**Task objective**: The entries below are to be printed again word for word.

*-*-*

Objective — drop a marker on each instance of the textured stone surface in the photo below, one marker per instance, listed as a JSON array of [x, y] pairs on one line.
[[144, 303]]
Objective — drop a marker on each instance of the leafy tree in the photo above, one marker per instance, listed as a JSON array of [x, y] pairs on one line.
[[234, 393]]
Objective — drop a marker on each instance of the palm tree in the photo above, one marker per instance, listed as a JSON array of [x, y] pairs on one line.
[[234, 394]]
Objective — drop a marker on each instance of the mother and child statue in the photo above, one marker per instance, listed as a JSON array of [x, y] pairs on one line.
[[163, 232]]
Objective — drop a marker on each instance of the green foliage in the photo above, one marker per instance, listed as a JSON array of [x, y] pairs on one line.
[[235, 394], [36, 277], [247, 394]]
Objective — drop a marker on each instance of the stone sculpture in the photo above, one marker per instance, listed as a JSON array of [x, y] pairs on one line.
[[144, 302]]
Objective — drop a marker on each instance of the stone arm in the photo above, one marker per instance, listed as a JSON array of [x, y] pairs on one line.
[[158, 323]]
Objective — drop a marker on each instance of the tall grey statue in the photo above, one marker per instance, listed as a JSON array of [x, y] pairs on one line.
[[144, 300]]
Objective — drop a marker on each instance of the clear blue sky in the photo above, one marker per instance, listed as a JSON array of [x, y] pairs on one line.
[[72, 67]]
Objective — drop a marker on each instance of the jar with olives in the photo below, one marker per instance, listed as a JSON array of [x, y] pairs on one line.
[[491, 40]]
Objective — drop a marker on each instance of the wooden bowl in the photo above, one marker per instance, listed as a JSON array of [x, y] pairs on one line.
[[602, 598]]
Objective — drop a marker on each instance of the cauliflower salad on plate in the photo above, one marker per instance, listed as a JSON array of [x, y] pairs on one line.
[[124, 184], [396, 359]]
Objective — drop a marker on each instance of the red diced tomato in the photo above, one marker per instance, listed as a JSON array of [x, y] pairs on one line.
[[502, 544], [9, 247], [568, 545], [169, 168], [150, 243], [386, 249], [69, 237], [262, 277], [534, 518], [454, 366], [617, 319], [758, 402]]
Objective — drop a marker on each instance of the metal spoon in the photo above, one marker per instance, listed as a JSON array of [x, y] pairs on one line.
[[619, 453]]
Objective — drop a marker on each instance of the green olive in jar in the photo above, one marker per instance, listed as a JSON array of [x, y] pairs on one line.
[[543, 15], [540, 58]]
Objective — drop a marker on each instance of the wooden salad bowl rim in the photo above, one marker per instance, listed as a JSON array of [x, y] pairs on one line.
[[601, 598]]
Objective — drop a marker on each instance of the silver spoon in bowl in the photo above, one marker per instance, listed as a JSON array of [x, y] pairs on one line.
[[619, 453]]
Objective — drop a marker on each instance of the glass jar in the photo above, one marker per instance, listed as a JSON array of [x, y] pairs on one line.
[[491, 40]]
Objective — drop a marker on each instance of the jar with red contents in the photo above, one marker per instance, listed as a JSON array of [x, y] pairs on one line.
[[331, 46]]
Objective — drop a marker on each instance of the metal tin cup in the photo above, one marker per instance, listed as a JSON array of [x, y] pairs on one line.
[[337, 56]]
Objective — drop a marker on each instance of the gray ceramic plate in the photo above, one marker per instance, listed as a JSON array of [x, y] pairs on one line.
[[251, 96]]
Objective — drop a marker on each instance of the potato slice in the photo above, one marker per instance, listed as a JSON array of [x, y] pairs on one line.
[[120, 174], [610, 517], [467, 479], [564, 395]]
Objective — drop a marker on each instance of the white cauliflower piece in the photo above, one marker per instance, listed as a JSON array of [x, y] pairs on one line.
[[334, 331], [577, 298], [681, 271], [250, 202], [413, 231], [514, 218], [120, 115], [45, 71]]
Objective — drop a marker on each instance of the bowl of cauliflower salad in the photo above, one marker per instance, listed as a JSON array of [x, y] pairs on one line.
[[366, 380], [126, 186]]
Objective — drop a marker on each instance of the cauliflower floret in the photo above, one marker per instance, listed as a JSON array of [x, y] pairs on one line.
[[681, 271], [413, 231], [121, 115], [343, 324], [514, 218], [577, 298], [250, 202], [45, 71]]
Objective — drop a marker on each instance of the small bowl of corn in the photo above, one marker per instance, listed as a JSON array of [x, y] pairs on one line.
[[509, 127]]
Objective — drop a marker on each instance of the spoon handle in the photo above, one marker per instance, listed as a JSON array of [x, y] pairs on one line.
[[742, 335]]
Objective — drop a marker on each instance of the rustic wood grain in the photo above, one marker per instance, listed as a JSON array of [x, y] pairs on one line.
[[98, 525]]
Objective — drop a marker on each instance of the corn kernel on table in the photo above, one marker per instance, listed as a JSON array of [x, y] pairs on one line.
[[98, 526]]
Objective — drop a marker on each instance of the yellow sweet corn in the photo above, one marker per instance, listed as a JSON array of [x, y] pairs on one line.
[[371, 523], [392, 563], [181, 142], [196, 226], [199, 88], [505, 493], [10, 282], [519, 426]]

*-*-*

**Your solution**:
Objective — drop a marker on each instance of the textured stone surface in the photo below, one marker per instance, listed as a JSON array of [x, y] pairs on one line.
[[144, 303]]
Objective — drop a marker on each instance of the leafy tree in the photo above, one marker per instance, listed as a JSON array of [x, y] pairs on one line.
[[234, 393]]
Objective — drop a marker on each instance of the palm tree in the photo above, one marker per instance, listed as a JSON array of [x, y] pairs on one line.
[[234, 394]]
Objective — drop a marker on each instance of the mother and child statue in the photo above, one marker per instance, listed as a JSON array of [x, y] pairs on one line.
[[163, 232]]
Objective — drop a marker on each instance of the green foliage in the photo above, one marker per instance, listed as a JSON array of [x, y] pairs on one line.
[[235, 394], [36, 277], [247, 394]]
Objective — drop a marker on each instance of the stone sculpture in the photo above, one marker per instance, listed as a JSON array of [x, y] pairs on one line.
[[144, 302]]
Objective — drop a marker on each instance of the stone arm in the photo above, one marker per instance, listed as a JSON array of [x, y] pairs on one line.
[[158, 323]]
Objective — drop a marker on each instance of the tall grey statue in the photo above, one marker per instance, listed as a JSON array of [x, y] pairs on one line.
[[144, 300]]
Objective — drop a marker on each instance of the clear blue sky in the photo above, one marker per instance, listed as a JSON array of [x, y] pairs on one line.
[[72, 67]]
Objective — drop a marker on each instance of the jar with olives in the photo below, one marker per instance, listed as a JSON array of [x, y] pairs on one line.
[[491, 40]]
Objective — drop a marker on each instance of the wooden bowl in the photo above, one marker per instance, listed as a JSON array of [x, y] pairs on one line.
[[602, 598]]
Objective — drop a marker on each instance of the cauliflower salad on plate in the photo above, one marker per instance, listed as a JSON array of [x, y] pairs on one line.
[[124, 184], [396, 359]]
Objective — drop a marker on each instance of the red diced tomato in the photo above, one marker per instance, listed as a JSON array of [x, y] pairs on one line.
[[502, 544], [9, 247], [568, 545], [169, 168], [150, 243], [386, 249], [69, 237], [262, 277], [534, 518], [454, 366], [617, 319], [758, 402]]
Objective — drop a marker on each instance of the metal spoon in the photo above, one marker per instance, listed as a JSON array of [x, y] pairs on one line.
[[619, 453]]
Objective — drop a marker on each instance of the green olive in jar in the photo above, one marker per instance, listed as a JSON array of [x, y] pairs on one line.
[[543, 15], [540, 58]]
Objective — drop a marker on each instance of the wooden salad bowl rim in the photo above, one marker per instance, listed as a JSON array of [x, y] pairs on one line.
[[601, 598]]
Objective — drop a marker on each instance of the silver spoon in bowl in the photo above, one marker per instance, listed as a JSON array of [x, y] pairs on one line.
[[619, 453]]
Objective — drop a marker on each instance of the glass jar in the photo above, one marker per instance, listed as a JSON array of [x, y] pairs on one line.
[[491, 40]]
Objective — drop a marker on each instance of the jar with red contents in the photo above, one marker per instance, listed as a JSON array of [x, y] pairs on one line.
[[331, 46]]
Objective — drop a marker on each instance of the metal tin cup in the photo above, one marker per instance, listed as a JSON array of [x, y] pairs on one line.
[[337, 56]]
Objective — drop a marker on each instance of the gray ceramic plate in the photo above, one marker per instance, listed as a JSON array of [x, y] pairs on one line.
[[251, 96]]
Objective — drop a marker on each instance of the potato slice in the photo above, one marker per instance, listed as a JSON array of [x, y] pairs on one line.
[[120, 174], [610, 517], [467, 479], [564, 395]]
Objective — drop a marker on each instance of the white cauliflower piece in the photo above, one marker per instance, listed as a JSON array of [x, y] pairs on one line.
[[334, 331], [577, 298], [681, 271], [250, 202], [413, 231], [514, 218], [120, 115], [45, 71]]
Objective — drop a marker on each instance of the bowl of cauliflower salad in the photo above, one marker per instance, listed as a JSON array of [x, y] pairs on one line.
[[366, 380], [126, 186]]
Objective — drop a marker on each instance of the cauliflower floret in the photo above, one marker per instance, listed as a JSON array of [x, y] pairs on one line.
[[681, 271], [413, 231], [121, 115], [343, 324], [514, 218], [577, 298], [250, 202], [45, 71]]
Objective — drop a marker on each instance of the small bowl of corn in the photo above, one marker per instance, listed as a JSON array of [x, y] pairs on one line.
[[509, 127]]
Objective — drop a marker on each instance of the spoon handle in the photo above, one marker per instance, listed as a JSON array of [x, y] pairs on one line.
[[742, 335]]
Objective — drop a marker on each instance of the rustic wood grain in the photo above, one marker per instance, listed as a JSON array of [x, y] pairs on one line.
[[98, 525]]
Objective — drop a marker on each instance of the corn kernel on table in the photo above, one marker per instance, listed as a JSON array of [x, y] pairs on one line.
[[98, 526]]
Objective — drop a marker on each instance of the yellow sweet corn in the photo above, one marker per instance, listed as a JSON array of [x, y] pairs on one line.
[[371, 523], [392, 563], [181, 142], [196, 226], [199, 88], [505, 493], [10, 282], [519, 426]]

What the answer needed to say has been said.